# YOUR INSTRUCTIONS:
Could you write out every one of the records below word for word, leaving the pictures out of your copy?
— begin INPUT DATA —
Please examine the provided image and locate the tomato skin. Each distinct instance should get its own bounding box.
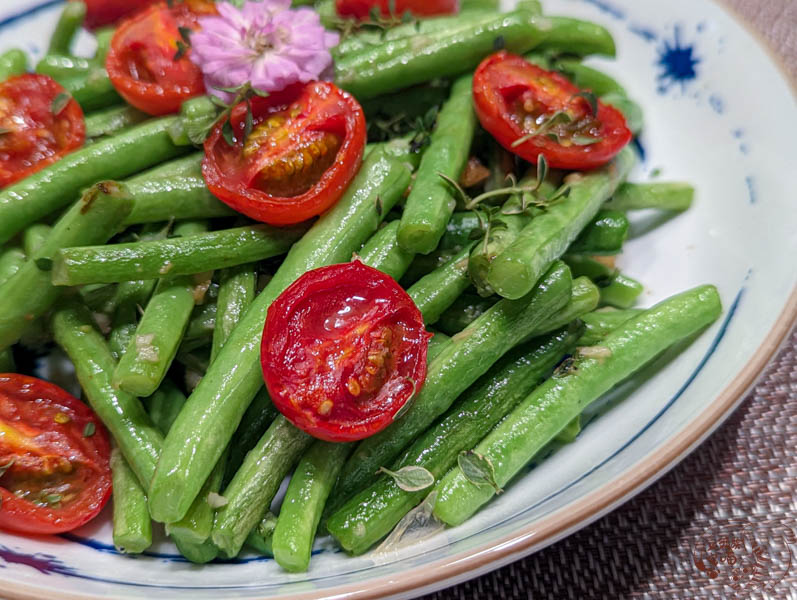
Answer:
[83,0,157,29]
[202,81,366,225]
[0,373,111,534]
[335,0,459,19]
[473,51,632,170]
[261,260,430,442]
[105,3,205,116]
[0,73,86,187]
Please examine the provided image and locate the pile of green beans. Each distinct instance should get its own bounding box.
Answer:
[0,0,721,572]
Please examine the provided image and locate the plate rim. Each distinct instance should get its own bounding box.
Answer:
[3,0,797,600]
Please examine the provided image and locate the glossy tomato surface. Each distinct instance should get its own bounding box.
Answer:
[202,81,365,225]
[335,0,459,19]
[0,373,111,534]
[0,74,86,187]
[105,3,205,115]
[83,0,156,29]
[261,261,429,442]
[473,52,631,170]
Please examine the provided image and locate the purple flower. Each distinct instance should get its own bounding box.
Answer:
[190,0,339,102]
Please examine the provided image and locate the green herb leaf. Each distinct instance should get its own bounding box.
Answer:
[221,119,235,146]
[172,40,188,62]
[50,92,72,117]
[571,90,598,117]
[570,135,603,146]
[33,258,53,271]
[457,450,504,494]
[0,457,17,477]
[379,465,435,492]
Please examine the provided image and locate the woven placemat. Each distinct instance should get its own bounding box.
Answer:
[424,330,797,600]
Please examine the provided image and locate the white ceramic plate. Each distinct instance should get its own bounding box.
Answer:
[0,0,797,599]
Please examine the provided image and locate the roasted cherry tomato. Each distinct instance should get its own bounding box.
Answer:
[335,0,459,19]
[261,261,429,442]
[202,81,365,225]
[0,74,86,187]
[0,373,111,534]
[473,52,631,170]
[105,3,211,115]
[83,0,156,29]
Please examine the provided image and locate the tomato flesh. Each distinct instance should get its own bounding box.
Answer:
[261,261,429,441]
[202,81,365,225]
[0,374,111,534]
[335,0,459,19]
[0,74,86,187]
[105,4,205,115]
[473,52,631,170]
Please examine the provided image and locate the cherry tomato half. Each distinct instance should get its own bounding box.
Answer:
[0,373,111,534]
[261,261,429,442]
[202,81,365,225]
[105,3,211,115]
[0,74,86,187]
[473,52,631,170]
[83,0,156,29]
[335,0,459,19]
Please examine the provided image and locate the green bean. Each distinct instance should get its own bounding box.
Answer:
[22,223,53,256]
[438,210,481,251]
[601,273,645,308]
[578,308,642,346]
[334,262,571,506]
[359,221,415,279]
[604,182,695,212]
[564,254,644,308]
[149,148,410,520]
[211,415,313,557]
[0,348,17,373]
[407,242,473,325]
[222,388,279,487]
[487,147,635,298]
[143,379,185,435]
[53,224,306,285]
[554,58,628,96]
[567,210,629,254]
[332,9,495,60]
[125,175,236,225]
[0,182,132,350]
[535,17,617,57]
[111,448,152,554]
[113,276,197,396]
[0,48,28,81]
[435,293,498,335]
[246,511,277,556]
[272,440,354,572]
[0,117,182,244]
[397,75,476,254]
[327,325,581,554]
[86,106,149,140]
[600,93,645,136]
[52,303,163,489]
[335,11,549,99]
[36,54,122,112]
[0,248,25,286]
[434,286,722,525]
[47,0,86,54]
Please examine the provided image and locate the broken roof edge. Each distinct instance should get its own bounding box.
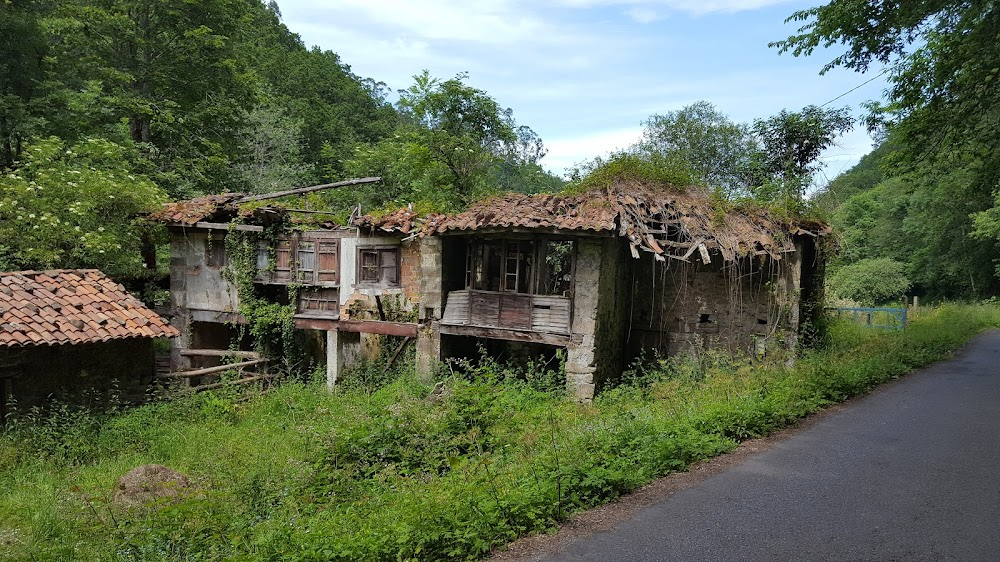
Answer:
[354,180,831,261]
[0,269,180,348]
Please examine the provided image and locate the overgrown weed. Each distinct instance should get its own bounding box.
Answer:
[0,305,1000,560]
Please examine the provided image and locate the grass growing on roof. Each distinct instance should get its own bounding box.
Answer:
[0,306,1000,560]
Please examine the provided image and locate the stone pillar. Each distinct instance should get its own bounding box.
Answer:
[170,232,191,372]
[416,236,445,381]
[326,330,361,390]
[778,240,803,358]
[566,240,603,402]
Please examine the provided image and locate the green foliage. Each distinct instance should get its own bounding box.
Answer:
[638,101,756,194]
[223,222,310,375]
[772,0,1000,298]
[827,258,911,306]
[0,138,166,275]
[596,101,853,207]
[819,134,1000,298]
[566,152,694,192]
[0,306,1000,561]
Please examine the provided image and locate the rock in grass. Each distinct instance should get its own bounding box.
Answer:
[115,464,191,507]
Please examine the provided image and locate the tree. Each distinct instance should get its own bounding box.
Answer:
[628,101,853,203]
[773,0,1000,297]
[753,105,854,189]
[235,105,311,193]
[47,0,254,196]
[348,71,559,210]
[829,258,910,306]
[0,137,166,275]
[637,101,757,195]
[0,0,48,170]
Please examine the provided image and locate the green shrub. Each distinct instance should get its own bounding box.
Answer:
[827,258,911,306]
[0,306,1000,561]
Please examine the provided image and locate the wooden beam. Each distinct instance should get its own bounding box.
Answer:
[285,209,337,215]
[194,222,264,232]
[188,308,247,324]
[295,316,419,338]
[382,336,413,375]
[440,324,570,347]
[234,177,382,204]
[179,349,261,359]
[194,375,274,392]
[160,359,268,379]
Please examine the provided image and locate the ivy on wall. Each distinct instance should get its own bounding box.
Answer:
[223,219,307,374]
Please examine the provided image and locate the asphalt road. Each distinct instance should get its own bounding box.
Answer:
[545,331,1000,561]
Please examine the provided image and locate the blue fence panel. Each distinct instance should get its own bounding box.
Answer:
[827,307,906,330]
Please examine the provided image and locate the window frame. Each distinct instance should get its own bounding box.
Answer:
[205,236,229,269]
[354,245,403,288]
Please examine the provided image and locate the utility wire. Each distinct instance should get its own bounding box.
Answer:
[820,66,892,107]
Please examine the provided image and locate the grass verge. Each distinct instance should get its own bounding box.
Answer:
[0,305,1000,561]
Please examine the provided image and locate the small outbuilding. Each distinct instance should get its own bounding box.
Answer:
[362,182,829,400]
[151,178,829,400]
[0,269,178,421]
— end INPUT DATA —
# THE ANSWER:
Please examine the provided image and locate the tomato skin. Each distinct instance should get its own bounding box.
Answer:
[83,0,157,29]
[202,81,366,225]
[0,373,111,534]
[335,0,459,19]
[473,51,632,170]
[261,260,430,442]
[105,3,205,116]
[0,73,86,187]
Please examine the provided image and locate the pile of green beans. Each distinct instance should get its own bounding box.
Answer:
[0,0,721,572]
Please examine the provided image and locate the plate rim. Each distinct instance should get its own bounding box.
Answer:
[3,0,797,600]
Please examine the provided image and locate the glossy tomato surface. Each distinct instance should get its own bounding box.
Answer:
[202,81,365,225]
[335,0,459,19]
[0,373,111,534]
[0,74,86,187]
[105,3,205,115]
[83,0,156,29]
[261,261,429,442]
[473,52,631,170]
Please examine the provided image and locate the purple flower. Each distinct instance should get its own bounding box.
Answer:
[190,0,339,102]
Please examine the provided image and locate the green herb leaf. Each distinct instance should get its own bounding box.
Answer:
[221,119,235,146]
[172,40,188,62]
[50,92,72,117]
[571,90,598,117]
[570,135,603,146]
[33,258,53,271]
[457,450,504,494]
[0,457,17,477]
[379,465,435,492]
Please examine the provided image and locate the woven placemat. Each distinct instance should get its own bounding box.
Answer:
[424,330,797,600]
Please examine the provided image and locate the white ceramic plate. Each distinct instance should get its own bounding box.
Answer:
[0,0,797,599]
Please examine the provided image and locate the roasted cherry tomato. Each distinct instance should get its own bounding box.
Answer:
[335,0,459,19]
[261,261,429,442]
[202,81,365,225]
[0,74,86,187]
[0,373,111,534]
[473,52,631,170]
[105,3,211,115]
[83,0,156,29]
Please examine the provided image and locate the tomato flesh. Each distinct instance should get its own bounding box.
Answer:
[261,261,429,441]
[202,81,365,225]
[0,374,111,534]
[335,0,459,19]
[0,74,86,187]
[105,4,205,115]
[473,52,631,170]
Please examine the provided image and locate the cherry tomato half. Each distinct instance should get its own bounding box.
Answer:
[0,373,111,534]
[261,261,429,442]
[202,81,365,225]
[105,3,211,115]
[0,74,86,187]
[473,52,631,170]
[83,0,156,29]
[335,0,459,19]
Please examine the provided image and locate the green bean. Each distinct instance should get its own bounding box.
Answer:
[22,223,53,256]
[438,210,481,251]
[601,273,645,308]
[578,308,642,346]
[334,262,571,506]
[359,221,415,279]
[604,182,695,212]
[564,254,644,308]
[149,148,410,520]
[211,415,313,557]
[0,348,17,373]
[407,242,473,325]
[222,388,279,487]
[487,147,635,298]
[143,379,185,435]
[53,224,306,285]
[554,58,628,96]
[567,210,629,254]
[332,9,495,60]
[125,175,236,225]
[0,182,132,350]
[535,17,617,57]
[111,448,152,554]
[113,276,197,396]
[0,48,28,81]
[435,293,498,335]
[246,511,277,556]
[272,440,354,572]
[0,117,182,244]
[397,75,476,254]
[327,325,581,554]
[86,106,149,140]
[600,93,645,136]
[52,303,163,489]
[335,11,549,99]
[36,54,122,112]
[0,248,25,286]
[434,286,722,525]
[47,0,86,54]
Please examine the provided image and locate the broken roof edge. Each distinct instance should get its own bounding box.
Answer:
[354,180,831,261]
[0,269,180,348]
Please examine the provided image and locate the overgrown weed. Each distinct instance should get its own bounding box.
Answer:
[0,305,1000,560]
Please examine the provided image and locate the grass growing on roof. Each distinct instance should get its own bounding box.
Answer:
[0,306,1000,560]
Please examine the provided image and locate the stone pillar. Each distinct instance should get its own bounding box.
Answer:
[170,232,191,372]
[416,236,445,381]
[326,330,361,390]
[778,240,803,358]
[566,240,603,402]
Please examine the provided image and locate the green foliage. Each distinct instance should get its own bounding box.
Answer:
[638,101,756,194]
[223,222,310,375]
[772,0,1000,298]
[827,258,911,306]
[0,138,166,275]
[596,101,853,207]
[819,134,1000,298]
[566,152,694,192]
[0,306,1000,561]
Please examine the provided image and locate the rock in grass. Each distinct instance should get its own bounding box.
Answer:
[115,464,191,507]
Please examine the provided image and locate the tree. Each distinct instance should get its own bounding box.
Answer:
[628,101,853,203]
[773,0,1000,297]
[753,105,854,189]
[235,105,311,193]
[47,0,254,196]
[348,71,559,210]
[829,258,910,306]
[0,137,166,275]
[637,101,757,195]
[0,0,48,170]
Please examine the provided image and locate the green shrub. Each distinct instance should get its own bounding box.
Answer:
[827,258,911,306]
[0,306,1000,561]
Please examine the provided image and locate the wooden beam. Each distinct instance should get its own bounding box.
Answer:
[285,209,337,215]
[194,222,264,232]
[188,308,247,324]
[295,316,419,338]
[382,336,413,375]
[440,324,570,347]
[234,177,382,204]
[179,349,261,359]
[194,375,274,392]
[160,359,268,379]
Please examine the provided image and locate the ivy on wall. Each distinct instance should get its own bounding box.
Answer:
[223,219,307,374]
Please examine the provided image and locate the asphalt road. Each distinct instance should get its own bounding box.
Answer:
[545,331,1000,561]
Please examine the provided image and locate the blue fence panel. Each distinct instance should get its own bounding box.
Answer:
[827,307,906,330]
Please examine the provided image and locate the window frame. Each distinct instance should get its own bounding box.
Answer:
[205,236,229,269]
[354,245,403,288]
Please examine the provided image and locate the utility wire. Each distinct instance should get its own bounding box.
Answer:
[820,66,892,107]
Please examine the provided image and locate the grass verge. Each distinct instance should get its own bounding box.
Answer:
[0,305,1000,561]
Please examine the provided image and locate the small outbuilding. Each distinct instance should get its own bounding box.
Answer:
[362,182,829,400]
[151,178,829,400]
[0,269,178,421]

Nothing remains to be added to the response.